▶ Data:
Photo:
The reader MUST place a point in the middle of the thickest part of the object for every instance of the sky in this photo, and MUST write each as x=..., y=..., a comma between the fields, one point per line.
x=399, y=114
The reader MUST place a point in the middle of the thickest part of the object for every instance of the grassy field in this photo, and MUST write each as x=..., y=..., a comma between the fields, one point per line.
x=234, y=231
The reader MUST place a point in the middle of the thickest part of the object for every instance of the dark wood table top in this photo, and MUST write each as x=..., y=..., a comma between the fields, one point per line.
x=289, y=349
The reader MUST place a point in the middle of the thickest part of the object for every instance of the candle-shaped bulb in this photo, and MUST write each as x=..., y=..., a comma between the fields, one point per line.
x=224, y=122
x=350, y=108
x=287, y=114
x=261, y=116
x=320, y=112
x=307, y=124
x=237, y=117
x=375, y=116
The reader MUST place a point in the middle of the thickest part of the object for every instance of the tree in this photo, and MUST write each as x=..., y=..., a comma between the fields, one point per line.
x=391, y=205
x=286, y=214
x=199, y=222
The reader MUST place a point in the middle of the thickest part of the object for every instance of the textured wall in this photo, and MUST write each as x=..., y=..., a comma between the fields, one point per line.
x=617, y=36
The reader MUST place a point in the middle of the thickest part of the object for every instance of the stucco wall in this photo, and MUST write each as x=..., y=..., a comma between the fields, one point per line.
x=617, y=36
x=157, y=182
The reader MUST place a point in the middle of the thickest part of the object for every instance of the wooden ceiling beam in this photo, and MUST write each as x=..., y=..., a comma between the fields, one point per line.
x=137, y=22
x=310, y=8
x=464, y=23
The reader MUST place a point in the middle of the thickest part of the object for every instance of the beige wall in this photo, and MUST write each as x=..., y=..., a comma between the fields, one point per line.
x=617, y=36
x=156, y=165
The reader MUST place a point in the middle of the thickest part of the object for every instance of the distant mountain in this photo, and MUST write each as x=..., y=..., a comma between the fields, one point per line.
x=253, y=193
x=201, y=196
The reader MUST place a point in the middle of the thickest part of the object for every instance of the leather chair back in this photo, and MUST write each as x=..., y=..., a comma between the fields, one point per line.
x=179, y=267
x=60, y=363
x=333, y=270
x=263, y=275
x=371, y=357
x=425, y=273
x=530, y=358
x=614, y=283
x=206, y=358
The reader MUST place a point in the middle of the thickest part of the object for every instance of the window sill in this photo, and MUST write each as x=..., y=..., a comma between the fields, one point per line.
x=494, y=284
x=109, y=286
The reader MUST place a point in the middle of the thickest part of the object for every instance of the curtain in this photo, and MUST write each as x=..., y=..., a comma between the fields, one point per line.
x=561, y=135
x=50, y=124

▶ Your assignment:
Write out all the data again, exactly as it appears.

▶ Your response:
Photo:
The reader MUST place a point in the middle of the thickest part of the object for every instance of the sky in this photo, and MUST write each as x=..., y=..., a comma between the fields, one point per line.
x=399, y=114
The reader MUST place a point in the middle of the thickest part of the object for every instance of the grassy field in this photo, and MUST write each as x=..., y=..., a comma between the fields, one point per line.
x=234, y=231
The reader MUST place a point in the middle of the thickest part of the object for every instance of the dark wood table top in this photo, and MUST write each as x=..., y=..., a comma between the fields, one point per line.
x=289, y=349
The reader MUST place a point in the middle of the thickest part of the object for every instance of the candle-shaped bulb in this photo, and MUST write each as x=..., y=..., a comma between the fields, one point per line.
x=224, y=122
x=350, y=108
x=287, y=114
x=261, y=116
x=320, y=112
x=307, y=124
x=237, y=117
x=375, y=116
The reader MUST place a point in the middle of the thickest part of the object for every instance of the tree in this photo, and MUST write each as x=..., y=..., a comma between the fields, one point per line.
x=391, y=205
x=286, y=214
x=199, y=222
The reader MUST place a point in the middle of the thickest part of the object for every instance of the textured wall in this photo, and MUST write each as x=..., y=..., a comma between the fields, one point per line.
x=617, y=36
The reader MUST place a point in the middle of the thickest part of the object for every instance of the stucco wall in this photo, and MUST write each as x=..., y=..., a comma between the fields, one point per line.
x=617, y=36
x=157, y=182
The reader MUST place a point in the middle of the thickest part of the object for every instance of the wooden ceiling beam in this photo, and MUST write each as x=..., y=..., a comma between the fields, one point per line.
x=137, y=22
x=310, y=8
x=464, y=23
The reader MUST place a point in the middle of the thickest part of the object for every instance of the beige wall in this photo, and MUST write each as x=..., y=..., a comma between the fields, one point per line.
x=617, y=36
x=156, y=165
The reader MUST place a point in the middle of the thickest part of the object for every instance of the distant mountain in this photo, and MUST write each as x=..., y=..., a comma between the fields, one point per line.
x=253, y=193
x=201, y=196
The reader MUST place a point in the middle of the thickest part of the object for every instance of the leather chair back in this photo, and MUST write each as x=..., y=..., a comma between the fields, one point per line.
x=179, y=267
x=60, y=363
x=333, y=270
x=263, y=275
x=371, y=357
x=425, y=273
x=530, y=358
x=614, y=283
x=206, y=358
The reader MUST place a point in the middle of the thickest part of the object for every instance of the window sill in this photo, and MUST write each as x=..., y=..., a comma between the fields, one point per line.
x=494, y=284
x=109, y=286
The reader MUST place a point in the middle of the thickest part of the object for every instance of the curtain in this photo, and MUST write each as x=..., y=..., a comma between the fields, one point per line.
x=561, y=135
x=50, y=124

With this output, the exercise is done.